Stored items:
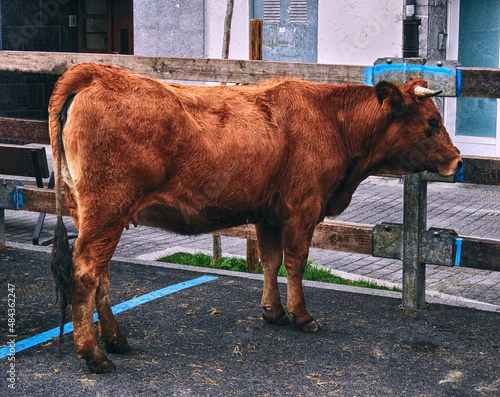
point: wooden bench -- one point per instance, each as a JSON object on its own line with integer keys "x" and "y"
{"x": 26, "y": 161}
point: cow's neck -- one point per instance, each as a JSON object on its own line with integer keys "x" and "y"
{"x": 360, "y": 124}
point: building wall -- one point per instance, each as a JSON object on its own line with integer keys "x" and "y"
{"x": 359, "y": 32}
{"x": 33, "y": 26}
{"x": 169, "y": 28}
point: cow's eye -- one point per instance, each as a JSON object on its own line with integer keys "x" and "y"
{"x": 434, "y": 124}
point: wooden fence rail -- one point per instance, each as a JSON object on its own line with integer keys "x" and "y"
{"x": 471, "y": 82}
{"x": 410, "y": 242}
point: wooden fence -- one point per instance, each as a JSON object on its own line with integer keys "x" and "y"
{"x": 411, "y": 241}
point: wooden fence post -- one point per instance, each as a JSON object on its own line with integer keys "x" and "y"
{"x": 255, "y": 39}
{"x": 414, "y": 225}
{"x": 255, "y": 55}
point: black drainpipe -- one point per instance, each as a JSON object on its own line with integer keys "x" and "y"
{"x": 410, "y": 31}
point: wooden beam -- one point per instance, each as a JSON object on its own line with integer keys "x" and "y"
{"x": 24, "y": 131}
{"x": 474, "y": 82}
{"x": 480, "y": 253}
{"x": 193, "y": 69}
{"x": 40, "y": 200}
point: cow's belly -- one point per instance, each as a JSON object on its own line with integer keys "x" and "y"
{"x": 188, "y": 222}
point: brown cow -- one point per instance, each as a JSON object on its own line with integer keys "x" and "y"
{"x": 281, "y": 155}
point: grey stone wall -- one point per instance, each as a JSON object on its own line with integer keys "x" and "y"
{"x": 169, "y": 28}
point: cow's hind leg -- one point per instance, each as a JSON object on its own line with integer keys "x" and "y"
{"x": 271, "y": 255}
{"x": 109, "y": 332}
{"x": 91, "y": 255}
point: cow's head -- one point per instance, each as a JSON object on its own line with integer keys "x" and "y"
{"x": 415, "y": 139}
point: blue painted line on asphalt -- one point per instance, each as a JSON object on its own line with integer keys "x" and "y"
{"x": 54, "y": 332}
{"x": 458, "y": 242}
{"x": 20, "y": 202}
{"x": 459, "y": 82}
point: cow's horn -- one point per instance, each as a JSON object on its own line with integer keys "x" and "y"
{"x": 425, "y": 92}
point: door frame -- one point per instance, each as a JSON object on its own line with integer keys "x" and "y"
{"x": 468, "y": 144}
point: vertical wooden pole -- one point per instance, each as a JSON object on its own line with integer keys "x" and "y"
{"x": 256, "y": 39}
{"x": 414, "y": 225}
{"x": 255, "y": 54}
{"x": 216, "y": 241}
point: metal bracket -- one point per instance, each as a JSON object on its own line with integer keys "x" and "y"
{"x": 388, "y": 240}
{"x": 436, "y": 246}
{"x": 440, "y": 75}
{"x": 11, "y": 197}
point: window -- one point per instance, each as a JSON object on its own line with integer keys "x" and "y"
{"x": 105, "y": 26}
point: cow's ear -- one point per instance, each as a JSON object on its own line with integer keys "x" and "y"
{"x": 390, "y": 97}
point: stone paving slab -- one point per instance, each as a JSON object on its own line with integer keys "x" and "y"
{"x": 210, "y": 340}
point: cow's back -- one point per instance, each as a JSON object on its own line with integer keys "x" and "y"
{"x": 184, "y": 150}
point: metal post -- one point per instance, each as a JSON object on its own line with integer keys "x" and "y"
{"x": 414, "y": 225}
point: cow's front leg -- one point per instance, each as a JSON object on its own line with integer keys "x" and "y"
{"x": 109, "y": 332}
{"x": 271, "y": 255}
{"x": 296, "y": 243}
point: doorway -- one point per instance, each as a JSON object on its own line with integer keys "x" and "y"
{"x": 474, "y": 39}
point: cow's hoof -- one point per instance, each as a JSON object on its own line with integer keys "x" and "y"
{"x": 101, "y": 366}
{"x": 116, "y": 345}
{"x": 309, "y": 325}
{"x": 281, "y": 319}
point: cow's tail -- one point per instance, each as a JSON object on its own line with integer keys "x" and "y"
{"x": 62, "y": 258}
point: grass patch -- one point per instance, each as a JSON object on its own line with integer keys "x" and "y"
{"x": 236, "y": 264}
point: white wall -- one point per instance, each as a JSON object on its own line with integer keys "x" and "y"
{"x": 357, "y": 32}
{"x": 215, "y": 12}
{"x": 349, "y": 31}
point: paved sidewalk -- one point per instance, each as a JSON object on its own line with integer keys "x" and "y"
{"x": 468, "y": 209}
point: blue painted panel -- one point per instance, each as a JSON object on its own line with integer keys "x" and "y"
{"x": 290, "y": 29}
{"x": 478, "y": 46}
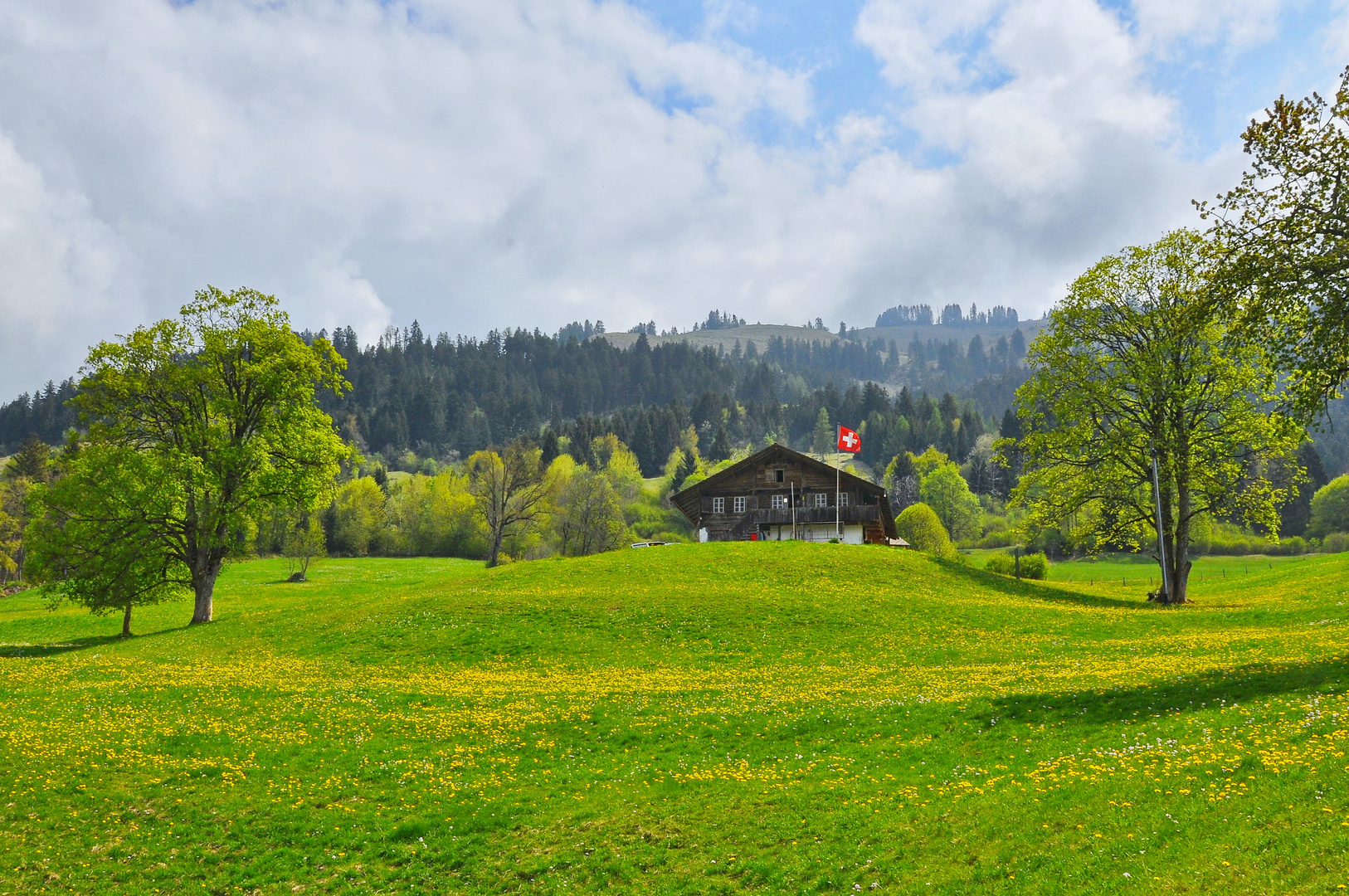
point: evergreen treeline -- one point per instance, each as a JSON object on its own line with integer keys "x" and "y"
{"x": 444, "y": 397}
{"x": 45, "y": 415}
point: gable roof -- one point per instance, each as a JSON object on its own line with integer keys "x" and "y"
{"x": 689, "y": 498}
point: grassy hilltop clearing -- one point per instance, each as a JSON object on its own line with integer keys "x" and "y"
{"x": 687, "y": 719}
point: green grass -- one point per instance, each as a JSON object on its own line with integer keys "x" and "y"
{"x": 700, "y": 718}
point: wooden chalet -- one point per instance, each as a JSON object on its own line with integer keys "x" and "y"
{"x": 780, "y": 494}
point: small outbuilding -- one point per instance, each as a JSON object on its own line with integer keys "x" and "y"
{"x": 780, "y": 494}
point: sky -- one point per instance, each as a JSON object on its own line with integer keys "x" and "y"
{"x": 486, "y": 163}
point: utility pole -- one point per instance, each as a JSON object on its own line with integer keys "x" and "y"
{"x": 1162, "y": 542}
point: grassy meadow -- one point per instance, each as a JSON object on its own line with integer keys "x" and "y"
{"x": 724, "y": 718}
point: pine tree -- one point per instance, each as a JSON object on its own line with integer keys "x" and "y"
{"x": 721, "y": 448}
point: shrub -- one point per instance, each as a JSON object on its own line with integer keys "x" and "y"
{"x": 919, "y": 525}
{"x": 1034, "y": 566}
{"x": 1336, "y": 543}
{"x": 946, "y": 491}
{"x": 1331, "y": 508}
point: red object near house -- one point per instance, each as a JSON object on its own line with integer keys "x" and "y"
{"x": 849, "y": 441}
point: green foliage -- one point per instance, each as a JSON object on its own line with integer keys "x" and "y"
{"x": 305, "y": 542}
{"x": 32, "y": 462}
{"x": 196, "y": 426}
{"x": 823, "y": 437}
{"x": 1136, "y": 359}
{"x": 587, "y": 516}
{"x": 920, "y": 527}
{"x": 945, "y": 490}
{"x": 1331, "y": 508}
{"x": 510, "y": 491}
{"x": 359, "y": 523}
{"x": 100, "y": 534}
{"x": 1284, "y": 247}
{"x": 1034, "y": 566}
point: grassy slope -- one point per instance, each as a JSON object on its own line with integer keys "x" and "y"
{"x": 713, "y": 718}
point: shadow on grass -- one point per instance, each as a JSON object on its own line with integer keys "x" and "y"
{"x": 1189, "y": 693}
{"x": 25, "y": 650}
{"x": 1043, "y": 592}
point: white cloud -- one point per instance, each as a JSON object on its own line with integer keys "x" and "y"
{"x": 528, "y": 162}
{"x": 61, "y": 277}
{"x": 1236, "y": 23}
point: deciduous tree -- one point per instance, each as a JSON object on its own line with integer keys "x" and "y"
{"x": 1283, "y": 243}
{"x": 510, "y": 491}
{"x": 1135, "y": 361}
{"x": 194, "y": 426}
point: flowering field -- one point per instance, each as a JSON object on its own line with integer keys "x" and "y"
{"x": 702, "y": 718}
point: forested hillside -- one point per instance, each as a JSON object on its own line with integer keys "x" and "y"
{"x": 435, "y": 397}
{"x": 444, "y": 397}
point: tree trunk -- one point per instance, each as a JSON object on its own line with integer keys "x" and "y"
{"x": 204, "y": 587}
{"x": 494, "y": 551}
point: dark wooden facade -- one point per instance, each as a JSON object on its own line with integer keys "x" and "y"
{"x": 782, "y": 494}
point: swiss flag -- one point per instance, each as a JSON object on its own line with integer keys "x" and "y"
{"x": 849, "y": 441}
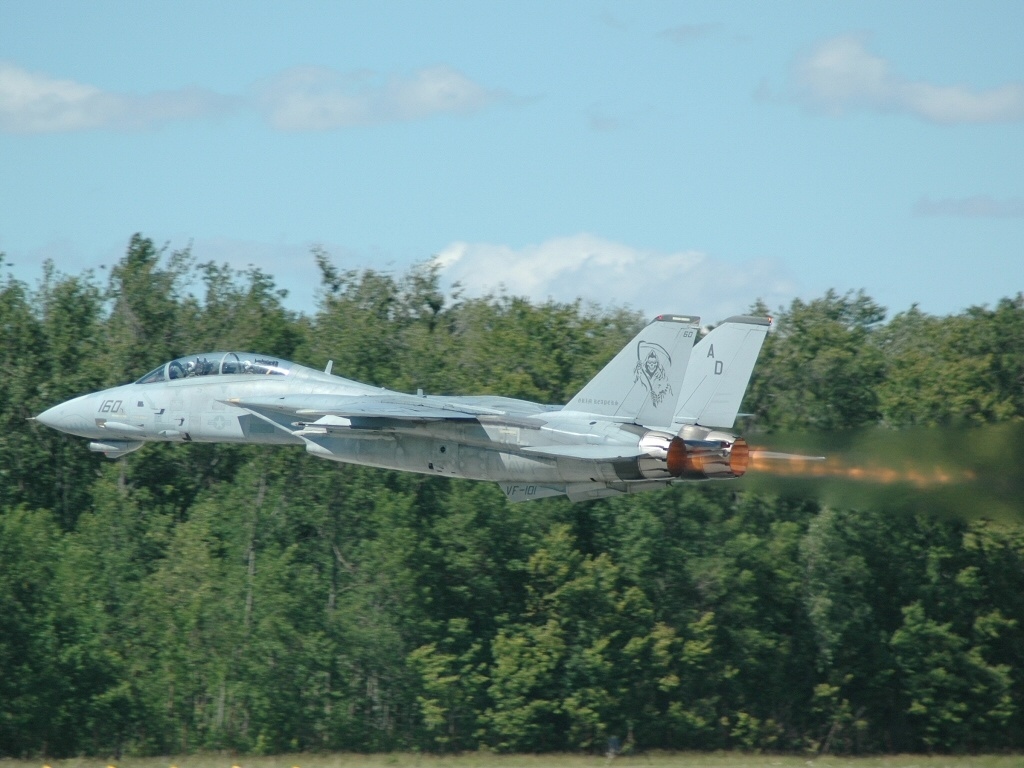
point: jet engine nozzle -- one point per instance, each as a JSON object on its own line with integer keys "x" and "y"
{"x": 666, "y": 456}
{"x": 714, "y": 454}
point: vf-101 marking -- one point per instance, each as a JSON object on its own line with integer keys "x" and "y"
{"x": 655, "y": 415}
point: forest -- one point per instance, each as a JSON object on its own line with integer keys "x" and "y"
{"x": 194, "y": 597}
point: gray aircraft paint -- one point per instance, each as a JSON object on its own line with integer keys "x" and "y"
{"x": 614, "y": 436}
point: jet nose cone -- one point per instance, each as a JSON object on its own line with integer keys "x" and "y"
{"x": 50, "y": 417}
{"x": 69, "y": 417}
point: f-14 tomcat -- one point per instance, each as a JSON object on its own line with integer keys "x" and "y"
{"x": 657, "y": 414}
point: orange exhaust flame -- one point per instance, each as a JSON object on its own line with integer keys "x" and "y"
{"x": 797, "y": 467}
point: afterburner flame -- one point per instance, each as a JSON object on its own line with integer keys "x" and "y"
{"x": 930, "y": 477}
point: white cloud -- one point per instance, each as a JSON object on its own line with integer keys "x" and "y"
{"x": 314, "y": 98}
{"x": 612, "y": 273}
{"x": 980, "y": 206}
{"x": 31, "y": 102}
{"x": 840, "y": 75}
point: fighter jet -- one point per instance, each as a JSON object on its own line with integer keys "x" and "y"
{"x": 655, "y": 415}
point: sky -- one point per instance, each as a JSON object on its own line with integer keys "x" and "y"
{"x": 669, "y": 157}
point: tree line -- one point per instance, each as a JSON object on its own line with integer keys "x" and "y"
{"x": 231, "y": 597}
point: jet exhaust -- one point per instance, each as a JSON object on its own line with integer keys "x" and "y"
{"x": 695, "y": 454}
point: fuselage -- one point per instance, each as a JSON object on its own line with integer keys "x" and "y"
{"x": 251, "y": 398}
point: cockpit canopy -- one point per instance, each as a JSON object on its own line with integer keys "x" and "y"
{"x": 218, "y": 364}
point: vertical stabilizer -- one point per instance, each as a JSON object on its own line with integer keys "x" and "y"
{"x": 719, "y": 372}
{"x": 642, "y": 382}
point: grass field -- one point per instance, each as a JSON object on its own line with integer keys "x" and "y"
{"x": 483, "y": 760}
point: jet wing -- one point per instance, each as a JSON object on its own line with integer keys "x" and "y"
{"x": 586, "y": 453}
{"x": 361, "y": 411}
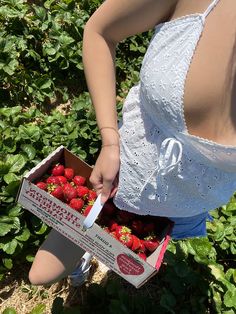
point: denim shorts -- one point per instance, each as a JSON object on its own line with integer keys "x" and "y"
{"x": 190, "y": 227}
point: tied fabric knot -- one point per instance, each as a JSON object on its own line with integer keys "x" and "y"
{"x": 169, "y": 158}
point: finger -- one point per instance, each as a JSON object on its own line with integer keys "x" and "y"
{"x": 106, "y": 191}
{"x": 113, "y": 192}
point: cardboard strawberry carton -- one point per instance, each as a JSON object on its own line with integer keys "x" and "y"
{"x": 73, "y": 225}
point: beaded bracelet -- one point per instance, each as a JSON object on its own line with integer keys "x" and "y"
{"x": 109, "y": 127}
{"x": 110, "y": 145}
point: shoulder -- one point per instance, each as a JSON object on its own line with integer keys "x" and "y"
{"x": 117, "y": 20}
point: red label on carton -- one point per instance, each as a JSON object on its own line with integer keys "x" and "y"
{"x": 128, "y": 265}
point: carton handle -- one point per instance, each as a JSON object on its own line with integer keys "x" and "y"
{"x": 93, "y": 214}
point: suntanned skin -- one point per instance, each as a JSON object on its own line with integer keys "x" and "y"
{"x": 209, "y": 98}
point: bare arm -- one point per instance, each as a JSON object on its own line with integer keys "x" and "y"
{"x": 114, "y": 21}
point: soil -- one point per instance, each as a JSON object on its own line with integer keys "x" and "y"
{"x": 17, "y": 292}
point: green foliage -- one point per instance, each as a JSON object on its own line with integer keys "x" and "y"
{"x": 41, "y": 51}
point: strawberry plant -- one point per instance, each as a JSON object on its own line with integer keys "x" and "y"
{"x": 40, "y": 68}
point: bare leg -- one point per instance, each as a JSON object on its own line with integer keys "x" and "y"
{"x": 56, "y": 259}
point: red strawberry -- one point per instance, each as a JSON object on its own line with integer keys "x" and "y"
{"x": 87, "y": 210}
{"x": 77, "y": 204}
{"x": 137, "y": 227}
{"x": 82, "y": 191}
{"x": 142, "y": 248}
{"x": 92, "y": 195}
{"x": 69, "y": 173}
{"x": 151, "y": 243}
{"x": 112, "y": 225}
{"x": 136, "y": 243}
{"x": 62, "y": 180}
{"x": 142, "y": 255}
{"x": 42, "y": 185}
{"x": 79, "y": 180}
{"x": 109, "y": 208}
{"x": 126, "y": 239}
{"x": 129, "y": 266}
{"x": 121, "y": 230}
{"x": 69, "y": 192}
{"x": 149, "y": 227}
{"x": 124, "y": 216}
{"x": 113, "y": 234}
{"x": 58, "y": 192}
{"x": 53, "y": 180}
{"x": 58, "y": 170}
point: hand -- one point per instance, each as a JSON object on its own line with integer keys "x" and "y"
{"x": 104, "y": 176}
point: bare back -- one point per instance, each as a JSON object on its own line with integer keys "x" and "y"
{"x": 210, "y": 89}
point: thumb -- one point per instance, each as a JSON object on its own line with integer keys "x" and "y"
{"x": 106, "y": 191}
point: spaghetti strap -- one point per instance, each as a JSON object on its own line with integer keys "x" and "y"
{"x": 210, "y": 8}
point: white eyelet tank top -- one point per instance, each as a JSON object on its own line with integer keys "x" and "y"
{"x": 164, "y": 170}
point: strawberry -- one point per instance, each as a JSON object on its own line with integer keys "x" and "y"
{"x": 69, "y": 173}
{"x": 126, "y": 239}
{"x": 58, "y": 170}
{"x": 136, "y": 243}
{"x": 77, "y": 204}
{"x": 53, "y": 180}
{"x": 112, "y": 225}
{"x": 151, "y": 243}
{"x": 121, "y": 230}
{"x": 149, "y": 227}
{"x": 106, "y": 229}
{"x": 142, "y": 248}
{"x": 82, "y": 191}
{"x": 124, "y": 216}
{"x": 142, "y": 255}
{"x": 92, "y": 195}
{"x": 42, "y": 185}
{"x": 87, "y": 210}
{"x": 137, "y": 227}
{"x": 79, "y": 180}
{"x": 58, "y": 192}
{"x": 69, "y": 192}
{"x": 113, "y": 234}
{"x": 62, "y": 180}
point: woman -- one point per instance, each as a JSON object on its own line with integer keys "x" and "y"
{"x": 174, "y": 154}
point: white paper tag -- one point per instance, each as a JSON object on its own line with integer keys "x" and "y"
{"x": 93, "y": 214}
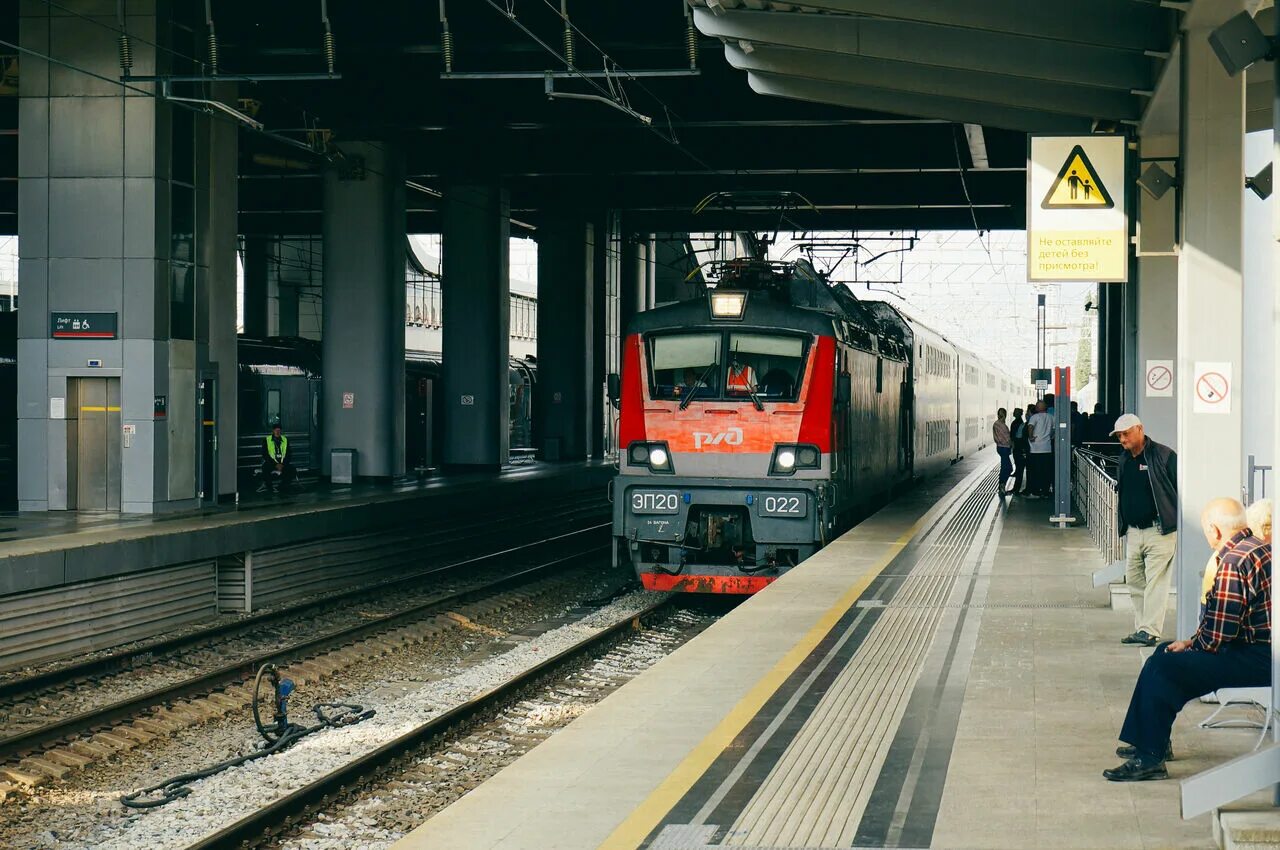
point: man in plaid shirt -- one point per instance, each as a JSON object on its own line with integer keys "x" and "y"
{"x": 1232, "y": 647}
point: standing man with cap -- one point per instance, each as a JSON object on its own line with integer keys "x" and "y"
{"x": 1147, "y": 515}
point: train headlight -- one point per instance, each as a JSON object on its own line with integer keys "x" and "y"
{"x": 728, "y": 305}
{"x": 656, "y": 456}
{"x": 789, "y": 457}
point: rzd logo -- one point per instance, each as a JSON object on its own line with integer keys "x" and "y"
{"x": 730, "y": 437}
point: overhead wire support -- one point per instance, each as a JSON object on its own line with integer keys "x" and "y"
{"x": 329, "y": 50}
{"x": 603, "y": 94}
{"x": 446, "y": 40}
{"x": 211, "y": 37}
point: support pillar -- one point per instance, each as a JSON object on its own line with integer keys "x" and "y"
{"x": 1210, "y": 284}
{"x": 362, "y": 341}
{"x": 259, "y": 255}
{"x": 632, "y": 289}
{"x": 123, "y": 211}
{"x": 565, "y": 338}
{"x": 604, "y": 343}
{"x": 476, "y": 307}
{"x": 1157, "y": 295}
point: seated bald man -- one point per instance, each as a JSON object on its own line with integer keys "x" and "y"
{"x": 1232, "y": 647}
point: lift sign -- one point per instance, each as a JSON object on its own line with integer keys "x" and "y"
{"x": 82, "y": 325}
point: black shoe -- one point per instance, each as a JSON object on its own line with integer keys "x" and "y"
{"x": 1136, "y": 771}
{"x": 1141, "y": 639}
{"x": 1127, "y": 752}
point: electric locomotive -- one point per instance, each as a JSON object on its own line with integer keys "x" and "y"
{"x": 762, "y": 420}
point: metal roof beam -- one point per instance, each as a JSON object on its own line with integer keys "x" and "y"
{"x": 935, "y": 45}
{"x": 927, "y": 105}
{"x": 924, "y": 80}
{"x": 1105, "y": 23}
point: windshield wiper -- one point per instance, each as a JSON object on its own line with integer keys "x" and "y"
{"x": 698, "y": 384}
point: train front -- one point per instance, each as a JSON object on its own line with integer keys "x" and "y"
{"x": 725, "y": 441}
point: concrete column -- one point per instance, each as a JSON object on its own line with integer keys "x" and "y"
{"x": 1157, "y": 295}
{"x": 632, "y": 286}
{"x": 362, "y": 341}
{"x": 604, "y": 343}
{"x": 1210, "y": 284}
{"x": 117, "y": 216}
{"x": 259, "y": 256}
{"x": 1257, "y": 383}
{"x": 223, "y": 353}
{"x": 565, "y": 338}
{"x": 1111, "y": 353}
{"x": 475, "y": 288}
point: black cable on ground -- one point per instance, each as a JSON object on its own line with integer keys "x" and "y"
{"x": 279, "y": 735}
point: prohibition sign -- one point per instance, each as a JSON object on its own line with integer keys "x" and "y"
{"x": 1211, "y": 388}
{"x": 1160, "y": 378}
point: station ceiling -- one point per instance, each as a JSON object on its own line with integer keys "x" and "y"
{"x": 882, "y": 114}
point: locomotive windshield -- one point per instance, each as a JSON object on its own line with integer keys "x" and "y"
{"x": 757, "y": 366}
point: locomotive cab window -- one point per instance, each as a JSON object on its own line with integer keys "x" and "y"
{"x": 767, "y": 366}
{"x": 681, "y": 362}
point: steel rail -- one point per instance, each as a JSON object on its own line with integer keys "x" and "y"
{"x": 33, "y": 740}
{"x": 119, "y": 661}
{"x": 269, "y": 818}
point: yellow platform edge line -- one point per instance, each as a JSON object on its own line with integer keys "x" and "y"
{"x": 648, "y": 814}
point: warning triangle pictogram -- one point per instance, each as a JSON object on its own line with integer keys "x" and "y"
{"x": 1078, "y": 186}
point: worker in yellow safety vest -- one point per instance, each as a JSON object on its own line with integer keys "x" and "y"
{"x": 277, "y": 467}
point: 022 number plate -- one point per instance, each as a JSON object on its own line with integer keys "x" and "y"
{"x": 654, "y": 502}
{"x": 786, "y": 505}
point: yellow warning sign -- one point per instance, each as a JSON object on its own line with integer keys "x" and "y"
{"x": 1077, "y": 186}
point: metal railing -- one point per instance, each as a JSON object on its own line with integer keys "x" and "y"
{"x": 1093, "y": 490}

EXERCISE BRIEF: Copy the records from the line containing "point: steel rail" through the end of the records, swapping "warning triangle" for "hazard triangle" and keeping everything else the same.

TASK OUTPUT:
point: steel rail -- one point per instance, each as a JSON object on its own line with integer keys "x" and "y"
{"x": 33, "y": 740}
{"x": 119, "y": 661}
{"x": 269, "y": 818}
point: yellow platform edge line -- one point per instance, each as a JSON object on its own line with integer keys "x" and "y"
{"x": 648, "y": 814}
point: hazard triangle pictogram -- one point per instance, each as a JSON object on its own line with integer keys "x" and "y"
{"x": 1078, "y": 186}
point: worker in yellow safety vest -- one point per instance, each as a JSON object on its own line with integer keys "x" and "y"
{"x": 277, "y": 467}
point: 022 number plate -- one point per instance, each as a JSON object on its own line with integer keys "x" and "y"
{"x": 654, "y": 502}
{"x": 786, "y": 505}
point: yellow warning sign -- one point per instance, each as a JSON object on its own line with integer keys "x" and "y"
{"x": 1077, "y": 186}
point: metal railing -- one point per instance, each as a JSON object on its own line with integer keys "x" and "y"
{"x": 1093, "y": 490}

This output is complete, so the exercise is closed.